Goal →
Please copy out the lines below without any change, starting with the line that contains "paper</item>, it would be much appreciated." and continuing through the last line, with both ends included.
========================================
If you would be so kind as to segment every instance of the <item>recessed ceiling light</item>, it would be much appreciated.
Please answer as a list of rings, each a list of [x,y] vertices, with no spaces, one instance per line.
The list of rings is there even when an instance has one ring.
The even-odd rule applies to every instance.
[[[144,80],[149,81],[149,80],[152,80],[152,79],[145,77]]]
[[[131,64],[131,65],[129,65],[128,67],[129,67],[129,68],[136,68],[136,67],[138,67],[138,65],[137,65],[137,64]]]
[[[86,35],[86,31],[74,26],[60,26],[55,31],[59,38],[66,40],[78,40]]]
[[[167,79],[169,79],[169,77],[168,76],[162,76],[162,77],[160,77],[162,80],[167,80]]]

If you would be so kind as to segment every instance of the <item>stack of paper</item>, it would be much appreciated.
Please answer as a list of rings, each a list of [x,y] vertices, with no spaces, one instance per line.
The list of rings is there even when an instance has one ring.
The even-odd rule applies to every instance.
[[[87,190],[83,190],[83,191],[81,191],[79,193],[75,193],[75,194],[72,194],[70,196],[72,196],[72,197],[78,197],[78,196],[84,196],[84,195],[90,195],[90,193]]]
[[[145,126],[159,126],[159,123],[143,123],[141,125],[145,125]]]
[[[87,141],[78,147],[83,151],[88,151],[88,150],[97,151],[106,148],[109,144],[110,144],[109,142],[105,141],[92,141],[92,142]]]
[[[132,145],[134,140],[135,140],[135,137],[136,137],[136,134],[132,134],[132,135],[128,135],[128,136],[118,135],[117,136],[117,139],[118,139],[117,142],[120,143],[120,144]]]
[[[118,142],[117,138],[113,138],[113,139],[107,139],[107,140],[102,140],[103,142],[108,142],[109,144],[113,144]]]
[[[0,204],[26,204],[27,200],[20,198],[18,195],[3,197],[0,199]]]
========================================
Task result →
If you would be so kind as to segment every instance of the <item>stack of paper</item>, it would be much appreciated.
Please answer as a list of rings, each a list of [x,y] vertices, with no spaces, one instance per line.
The list of rings is there even when an instance has one ring.
The even-odd rule applies to every instance.
[[[87,190],[83,190],[83,191],[81,191],[79,193],[75,193],[75,194],[72,194],[70,196],[72,196],[72,197],[78,197],[78,196],[84,196],[84,195],[90,195],[90,193]]]
[[[145,126],[159,126],[159,123],[143,123],[141,125],[145,125]]]
[[[87,141],[78,147],[83,151],[88,151],[88,150],[97,151],[106,148],[109,144],[110,144],[109,142],[105,141],[92,141],[92,142]]]
[[[132,145],[134,140],[135,140],[135,137],[136,137],[136,134],[132,134],[132,135],[128,135],[128,136],[118,135],[117,136],[117,139],[118,139],[117,142],[120,143],[120,144]]]
[[[118,142],[117,138],[113,138],[113,139],[107,139],[107,140],[102,140],[103,142],[108,142],[109,144],[113,144]]]
[[[0,204],[26,204],[27,200],[20,198],[18,195],[3,197],[0,199]]]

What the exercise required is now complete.